• Quoted passage
The Section 232 auto parts tariff inclusion window closed at 11:59 PM ET on April 14, 2026. Petitions submitted during the April 1–14 window now head to the International Trade Administration for a 60-day review. Whatever parts manufacturers and domestic producers lobbied to add to the 25% tariff scope — hood assemblies, fenders, bumpers, door panels — will be publicly posted on Regulations.gov within weeks. If approved, those parts get added to the tariff list. If you run a fleet where body damage repairs are a line item, this matters.
What's Already in Scope — and What Isn't
The Section 232 auto parts tariffs took effect in May 2025 covering engines, transmissions, powertrain components, and electrical systems, per the U.S. Department of Commerce proclamation. That scope maps to the heavy mechanical repairs you see on delivery vans between 60,000 and 120,000 miles — turbochargers, EGR valves, fuel injectors, control arms, DPF systems. Your vendor invoices for those events have already moved.
What's currently exempt is the collision tier. Hoods, fenders, bumpers, quarter panels, and door skins are largely outside the current 25% tariff scope, according to the Automotive Body Parts Association. That exemption has given operators some margin cushion when handling the low-severity body damage that accumulates constantly on high-cycle delivery vans — dock strikes, curb clips, pedestrian infrastructure contact, overnight lot incidents.
That exemption is now under petition. The Commerce Department opened the quarterly inclusions process in January 2026, with windows in April, July, and October following, per a March 24 Federal Register notice. The April window was the second one. Petitioners — U.S. parts producers seeking domestic competitive protection — filed through April 14. ITA now reviews each submission within 60 days.

• Material provided

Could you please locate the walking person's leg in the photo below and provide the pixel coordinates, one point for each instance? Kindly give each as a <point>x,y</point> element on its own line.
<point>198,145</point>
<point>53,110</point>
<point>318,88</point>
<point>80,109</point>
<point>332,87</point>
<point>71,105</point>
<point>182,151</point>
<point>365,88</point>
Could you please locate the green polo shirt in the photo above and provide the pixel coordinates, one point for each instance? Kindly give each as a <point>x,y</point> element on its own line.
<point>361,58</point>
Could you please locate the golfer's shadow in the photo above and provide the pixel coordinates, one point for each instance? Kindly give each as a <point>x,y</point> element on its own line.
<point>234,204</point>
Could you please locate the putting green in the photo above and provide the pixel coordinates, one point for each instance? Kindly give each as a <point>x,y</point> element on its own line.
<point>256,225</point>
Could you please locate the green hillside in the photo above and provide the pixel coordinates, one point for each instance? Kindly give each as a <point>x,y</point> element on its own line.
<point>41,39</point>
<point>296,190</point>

...

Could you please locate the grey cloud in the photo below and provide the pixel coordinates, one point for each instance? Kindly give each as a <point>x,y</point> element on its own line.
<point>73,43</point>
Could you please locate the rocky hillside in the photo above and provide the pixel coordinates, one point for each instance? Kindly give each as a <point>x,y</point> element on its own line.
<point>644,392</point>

• To be done
1. Retype the part of the Section 232 tariff article that begins with "That exemption is" and ends after "within 60 days.".
2. Answer these questions from the Section 232 tariff article:
(a) At what time and on what date did the inclusion window close?
(b) When did the Section 232 auto parts tariffs take effect?
(c) In what month and year did the Commerce Department open the quarterly inclusions process?
3. Continue the Section 232 tariff article from its last sentence.

• Answers
1.
That exemption is now under petition. The Commerce Department opened the quarterly inclusions process in January 2026, with windows in April, July, and October following, per a March 24 Federal Register notice. The April window was the second one. Petitioners — U.S. parts producers seeking domestic competitive protection — filed through April 14. ITA now reviews each submission within 60 days.

2.
(a) 11:59 PM ET on April 14, 2026
(b) May 2025
(c) January 2026

3.
Why Collision Parts Matter for Fleet Operators
Delivery van body damage isn't the exception. On high-stop routes averaging 180–200 stops per day, surface contact with property is a recurring operating reality. The 2026 Automotive Fleet operating cost survey identifies non-mechanical body repair as one of the most undertracked cost categories in fleet management, precisely because individual events are modest while aggregate annual spend is material.
The parts that take damage most frequently — front and rear bumper covers, fenders, hood assemblies — are also the parts most likely to be import-sourced. The Automotive Body Parts Association estimates that 44% of collision parts sold in the U.S. originate from foreign manufacturers, most commonly in Taiwan and China. For bumper covers and hoods specifically, import exposure is higher, given that OEM and quality aftermarket options for commercial van platforms are concentrated in Asian manufacturing.
A 25% tariff on those parts would pass through to repair invoices in the same way the mechanical parts tariff did in mid-2025. The difference is category: mechanical parts hit 60K+ mile events. Collision parts hit every week of operations for an active fleet.
What the Cost Math Looks Like
These are current baseline estimates for common collision repair parts on full-size delivery van platforms (Sprinter, Transit, ProMaster), based on OEM and quality aftermarket pricing benchmarks from Mitchell International's 2026 parts pricing database. The tariff-adjusted column applies the 25% duty to parts cost only; labor is unaffected.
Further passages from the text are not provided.